▸ STATED TASK: Could you reproduce the listing below word for word, every line in order and nothing altered?
## START RECORDS PROVIDED
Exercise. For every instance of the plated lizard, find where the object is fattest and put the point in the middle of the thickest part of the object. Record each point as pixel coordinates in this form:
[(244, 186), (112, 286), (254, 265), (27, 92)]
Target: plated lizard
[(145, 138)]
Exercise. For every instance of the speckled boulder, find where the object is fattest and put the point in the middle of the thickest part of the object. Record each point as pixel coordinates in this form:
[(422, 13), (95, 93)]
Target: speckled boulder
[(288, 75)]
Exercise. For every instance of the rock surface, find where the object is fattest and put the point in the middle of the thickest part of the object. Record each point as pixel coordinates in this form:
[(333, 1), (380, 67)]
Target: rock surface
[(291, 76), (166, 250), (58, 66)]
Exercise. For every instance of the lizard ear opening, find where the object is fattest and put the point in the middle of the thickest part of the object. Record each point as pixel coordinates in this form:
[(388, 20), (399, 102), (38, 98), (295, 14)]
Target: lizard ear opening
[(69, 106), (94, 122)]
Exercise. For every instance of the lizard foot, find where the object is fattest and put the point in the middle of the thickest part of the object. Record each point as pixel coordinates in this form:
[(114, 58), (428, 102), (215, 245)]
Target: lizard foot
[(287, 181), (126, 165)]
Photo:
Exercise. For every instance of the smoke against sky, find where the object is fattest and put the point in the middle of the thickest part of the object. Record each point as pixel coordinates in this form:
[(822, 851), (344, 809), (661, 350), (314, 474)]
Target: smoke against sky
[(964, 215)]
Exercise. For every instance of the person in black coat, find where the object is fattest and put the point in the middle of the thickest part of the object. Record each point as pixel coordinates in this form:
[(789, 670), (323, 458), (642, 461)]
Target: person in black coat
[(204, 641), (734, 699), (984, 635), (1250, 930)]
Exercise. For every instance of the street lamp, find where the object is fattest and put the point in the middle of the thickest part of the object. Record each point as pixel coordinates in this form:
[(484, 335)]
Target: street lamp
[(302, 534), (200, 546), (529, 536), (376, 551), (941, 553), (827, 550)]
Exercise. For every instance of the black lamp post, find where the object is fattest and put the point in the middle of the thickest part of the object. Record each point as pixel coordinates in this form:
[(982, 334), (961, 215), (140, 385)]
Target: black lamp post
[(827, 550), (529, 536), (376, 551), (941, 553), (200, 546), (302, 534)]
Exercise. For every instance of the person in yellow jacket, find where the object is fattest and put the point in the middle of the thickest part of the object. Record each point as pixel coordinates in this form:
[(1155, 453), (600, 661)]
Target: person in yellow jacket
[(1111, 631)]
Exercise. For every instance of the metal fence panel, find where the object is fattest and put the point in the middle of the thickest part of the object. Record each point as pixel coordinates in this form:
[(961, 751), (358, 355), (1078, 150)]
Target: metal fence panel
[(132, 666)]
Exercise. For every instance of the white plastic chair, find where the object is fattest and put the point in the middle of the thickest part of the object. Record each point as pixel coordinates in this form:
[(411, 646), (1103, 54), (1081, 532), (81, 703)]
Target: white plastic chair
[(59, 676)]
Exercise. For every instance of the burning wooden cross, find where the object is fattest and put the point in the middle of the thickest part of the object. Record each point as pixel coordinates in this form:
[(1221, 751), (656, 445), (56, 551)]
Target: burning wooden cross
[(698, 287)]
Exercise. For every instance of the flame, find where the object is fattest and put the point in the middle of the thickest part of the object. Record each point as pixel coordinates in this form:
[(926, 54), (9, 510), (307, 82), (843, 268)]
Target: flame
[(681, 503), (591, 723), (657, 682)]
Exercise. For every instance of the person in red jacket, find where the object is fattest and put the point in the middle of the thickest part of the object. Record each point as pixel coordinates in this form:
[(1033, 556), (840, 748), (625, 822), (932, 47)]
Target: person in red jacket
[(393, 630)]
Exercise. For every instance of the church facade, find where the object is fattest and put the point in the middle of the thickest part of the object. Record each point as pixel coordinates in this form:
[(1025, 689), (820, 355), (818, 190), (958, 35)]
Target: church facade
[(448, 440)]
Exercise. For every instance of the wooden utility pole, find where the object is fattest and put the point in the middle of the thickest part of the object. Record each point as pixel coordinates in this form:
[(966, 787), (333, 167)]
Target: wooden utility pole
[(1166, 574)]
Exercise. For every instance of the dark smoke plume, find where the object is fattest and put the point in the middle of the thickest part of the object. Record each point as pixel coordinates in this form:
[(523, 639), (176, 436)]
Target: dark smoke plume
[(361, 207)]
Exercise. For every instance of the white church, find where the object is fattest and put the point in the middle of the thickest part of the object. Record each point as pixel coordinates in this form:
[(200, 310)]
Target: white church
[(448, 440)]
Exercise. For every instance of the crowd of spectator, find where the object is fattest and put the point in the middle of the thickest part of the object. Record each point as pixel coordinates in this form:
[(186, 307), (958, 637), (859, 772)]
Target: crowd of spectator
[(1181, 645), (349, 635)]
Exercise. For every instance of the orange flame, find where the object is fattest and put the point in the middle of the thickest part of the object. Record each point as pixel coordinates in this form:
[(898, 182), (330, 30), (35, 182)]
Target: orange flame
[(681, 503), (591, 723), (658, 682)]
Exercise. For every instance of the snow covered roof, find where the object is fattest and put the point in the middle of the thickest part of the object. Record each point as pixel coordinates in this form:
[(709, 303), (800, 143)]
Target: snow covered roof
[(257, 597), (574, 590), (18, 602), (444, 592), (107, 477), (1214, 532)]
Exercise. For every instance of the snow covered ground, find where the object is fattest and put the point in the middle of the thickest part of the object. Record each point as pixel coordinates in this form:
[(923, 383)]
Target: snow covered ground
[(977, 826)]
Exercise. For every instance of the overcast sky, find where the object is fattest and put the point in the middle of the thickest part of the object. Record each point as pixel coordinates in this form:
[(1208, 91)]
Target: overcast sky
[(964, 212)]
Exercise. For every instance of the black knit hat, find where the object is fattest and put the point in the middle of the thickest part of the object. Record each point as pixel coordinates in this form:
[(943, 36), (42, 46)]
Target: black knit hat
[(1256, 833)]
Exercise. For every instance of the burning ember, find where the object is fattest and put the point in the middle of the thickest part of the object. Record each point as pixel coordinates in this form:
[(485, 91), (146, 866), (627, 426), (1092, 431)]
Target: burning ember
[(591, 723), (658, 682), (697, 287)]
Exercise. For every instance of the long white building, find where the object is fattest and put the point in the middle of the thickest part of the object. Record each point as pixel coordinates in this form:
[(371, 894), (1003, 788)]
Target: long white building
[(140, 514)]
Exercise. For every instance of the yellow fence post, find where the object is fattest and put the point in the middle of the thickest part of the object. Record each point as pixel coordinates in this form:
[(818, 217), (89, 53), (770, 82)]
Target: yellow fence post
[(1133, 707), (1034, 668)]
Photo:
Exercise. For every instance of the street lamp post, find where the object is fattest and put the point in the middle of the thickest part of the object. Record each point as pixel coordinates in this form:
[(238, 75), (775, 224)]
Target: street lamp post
## END RECORDS PROVIDED
▸ REPLY TO THE TASK:
Exercise. For every instance of the plated lizard, find where the object is fattest and put the point in the middle of the thickest part of the object. Record each point as pixel coordinates in this form:
[(244, 186), (112, 286), (254, 265), (27, 92)]
Target: plated lizard
[(145, 138)]
Exercise. For every instance of the speckled boulder, find where the object is fattest and put the point in the middle of the thickest part of the object. Record each point as pixel coordinates in this form:
[(422, 13), (95, 93)]
Target: speckled boulder
[(288, 75)]
Exercise. For every instance of the rock surface, find where the object is fattest and put the point in the middle of the thickest part of the object. Record each point as pixel coordinates in this form:
[(333, 1), (380, 67)]
Target: rock surface
[(291, 76), (166, 250), (58, 66)]
Exercise. For every instance of the lizard ear opening, find where the object is fattest and put the point in the middle of the thickest part of the object. Record each point as pixel coordinates in this form:
[(388, 20), (399, 102), (38, 98), (295, 14)]
Target: lizard ear opening
[(69, 106), (94, 122)]
Exercise. For every instance of the lizard foot, find where the object is fattest and put the point in the middle of the thickest part of the object. Record each point as pixel coordinates in this form:
[(114, 58), (428, 102), (215, 245)]
Target: lizard foot
[(287, 181), (126, 165)]
Photo:
Exercise. For every instance of the smoke against sky, find where the object is fattest and put the point in the middle of the thickest part of the object. Record each point as pixel coordinates in this form:
[(822, 851), (344, 809), (661, 350), (314, 474)]
Target: smoke against sky
[(964, 215)]
Exercise. For every instance of the person in black coat, find where the object is fattest and put the point in the middle of the thickest part of the object. Record each point as pixel coordinates in this form:
[(789, 670), (323, 458), (642, 461)]
Target: person in black coat
[(204, 641), (734, 699), (984, 635), (1250, 930)]
Exercise. For every instance of the street lamp, find where the object is fattest and put the point in the middle of the thickest part of the object. Record each point as pixel coordinates in this form:
[(484, 335)]
Target: street lamp
[(302, 534), (200, 546), (529, 536), (376, 551), (941, 553), (827, 550)]
Exercise. For every instance of the black lamp post, find where the object is fattest and put the point in the middle of the thickest part of the object. Record each point as pixel coordinates in this form:
[(982, 334), (961, 215), (140, 385)]
Target: black lamp post
[(827, 550), (529, 536), (376, 551), (941, 553), (200, 546), (302, 534)]
Exercise. For every instance of the person in yellow jacket, find where the object is fattest and put the point in the middle of the thickest part of the object. Record each point as pixel coordinates in this form:
[(1155, 453), (600, 661)]
Target: person in yellow jacket
[(1111, 631)]
Exercise. For every instance of the metal fence panel, find where the object is fattest and put the point in the middle of the thickest part of the object. Record each point as pixel coordinates in this form:
[(961, 751), (358, 355), (1078, 150)]
Target: metal fence panel
[(132, 666)]
Exercise. For every instance of the white plastic chair, find where the object is fattest and put the point in the middle of the thickest part of the object. Record each point as pixel coordinates in this form:
[(411, 646), (1103, 54), (1081, 532), (81, 703)]
Target: white plastic chair
[(59, 676)]
Exercise. For every instance of the burning wooden cross, find where the object is fattest and put the point in the middle of the thickest part of the object. Record each point as pixel coordinates in this form:
[(1221, 751), (656, 445), (56, 551)]
Target: burning wooden cross
[(698, 287)]
Exercise. For every instance of the flame, find where the object is fattest and put the point in the middle of the thickest part of the object. Record each point as pixel coordinates in this form:
[(926, 54), (9, 510), (307, 82), (843, 268)]
Target: flame
[(681, 503), (591, 723), (657, 682)]
Exercise. For every instance of the person in red jacket, find where the object is fattest and put the point in the middle of the thickest part of the object. Record each point as pixel coordinates in this form:
[(1033, 556), (840, 748), (625, 822), (932, 47)]
Target: person in red jacket
[(393, 630)]
Exercise. For every instance of the church facade, find where the object is fattest and put the point in the middle of the thickest part of the object. Record each point as pixel coordinates in this form:
[(1025, 689), (820, 355), (818, 190), (958, 35)]
Target: church facade
[(448, 440)]
Exercise. For every instance of the wooden utility pole, find where the object is fattest and put the point in the middle of the thickest part of the object. Record each point as pixel coordinates in this form:
[(966, 787), (333, 167)]
Target: wooden utility pole
[(1166, 574)]
Exercise. For every instance of the dark smoke plume, find where the object is fattest and put the point in the middle of the thickest part of the object. Record each point as pixel coordinates in this form:
[(523, 639), (176, 436)]
Target: dark smoke plume
[(361, 207)]
Exercise. For every instance of the white church, find where the object is fattest and put the point in the middle of the thickest part of the object. Record each point as pixel coordinates in this form:
[(200, 310)]
Target: white church
[(448, 440)]
Exercise. For every instance of the crowd of spectator, find where the object is fattest and put the point in the middle of the thickest part of the object. Record each point as pixel coordinates in this form:
[(186, 307), (958, 637), (859, 772)]
Target: crowd of spectator
[(1181, 645), (349, 635)]
Exercise. For every instance of the orange flame, find where the object is fattest and put the point in the middle of the thickest part of the object. Record each point as pixel coordinates in this form:
[(898, 182), (330, 30), (35, 182)]
Target: orange flame
[(681, 503), (591, 723), (658, 682)]
Exercise. For every instance of the snow covered roof, find where the object is fattest and put the point in the middle of the thickest part of the object. Record each point as pixel coordinates in this form:
[(709, 303), (800, 143)]
Target: snow covered roof
[(257, 597), (574, 590), (18, 602), (444, 592), (107, 477), (1214, 532)]
Exercise. For every instance of the snow covered ground, find where the object is fattest and put the point in the middle of the thickest part of the object. Record each point as pixel coordinates in this form:
[(923, 383)]
Target: snow covered ground
[(977, 826)]
Exercise. For every instance of the overcast sky, find where the object is fattest and put the point in the middle of the thickest part of the object. Record each point as pixel coordinates in this form:
[(1208, 91)]
Target: overcast sky
[(964, 212)]
Exercise. For every instance of the black knit hat, find where the object is fattest and put the point in the middle of the thickest part of the object. Record each point as pixel coordinates in this form:
[(943, 36), (42, 46)]
Target: black knit hat
[(1256, 833)]
Exercise. For every instance of the burning ember, find where the object is fattest and put the point in the middle of the thickest part of the object. Record each point as pixel coordinates in this form:
[(485, 91), (146, 866), (627, 426), (1092, 431)]
Target: burning ember
[(591, 723), (658, 682), (697, 287)]
Exercise. For every instance of the long white building, find where the object is fattest and put the point in the middle of the thickest part of the object. Record each point as pixel coordinates in this form:
[(371, 894), (1003, 788)]
Target: long white building
[(140, 514)]
Exercise. For every instance of the yellow fence post, find where the object is fattest and put the point in the middle of the thickest part of the object. Record each point as pixel coordinates in this form:
[(818, 217), (89, 53), (770, 82)]
Target: yellow fence post
[(1133, 707), (1034, 668)]
Photo:
Exercise. For every instance of the street lamp post, find where the object is fattest and put the point in the middle of the thickest part of the object. Record each point as pixel coordinates in this form:
[(238, 75), (775, 224)]
Target: street lamp post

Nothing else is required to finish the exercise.